▸ **Dataset records**
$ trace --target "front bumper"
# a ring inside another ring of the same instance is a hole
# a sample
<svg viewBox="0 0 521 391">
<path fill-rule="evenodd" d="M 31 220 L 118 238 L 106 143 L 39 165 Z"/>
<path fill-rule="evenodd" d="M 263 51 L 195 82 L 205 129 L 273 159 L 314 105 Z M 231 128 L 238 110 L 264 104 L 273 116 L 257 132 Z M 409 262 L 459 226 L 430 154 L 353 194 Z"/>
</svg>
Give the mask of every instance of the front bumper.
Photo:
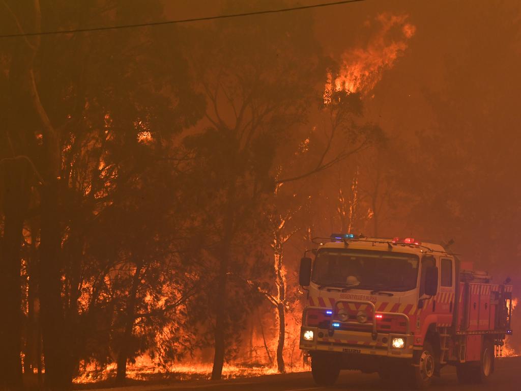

▸ **The request**
Put every line of the listing above into a JSON list of strings, one string per line, skipping blank lines. Leave the picture out.

▸ **The reply**
[
  "$ trace --target \"front bumper\"",
  "# a ring inside another ring of the same instance is a hole",
  "# a sample",
  "<svg viewBox=\"0 0 521 391\">",
  "<path fill-rule=\"evenodd\" d=\"M 31 220 L 118 238 L 106 143 L 39 165 Z\"/>",
  "<path fill-rule=\"evenodd\" d=\"M 263 51 L 195 82 L 205 129 L 273 159 L 314 105 Z M 231 128 L 238 110 L 264 104 L 273 116 L 257 132 Z M 409 262 L 459 226 L 430 154 L 353 194 Z\"/>",
  "</svg>",
  "Give the mask of every instance of the front bumper.",
  "Photo:"
]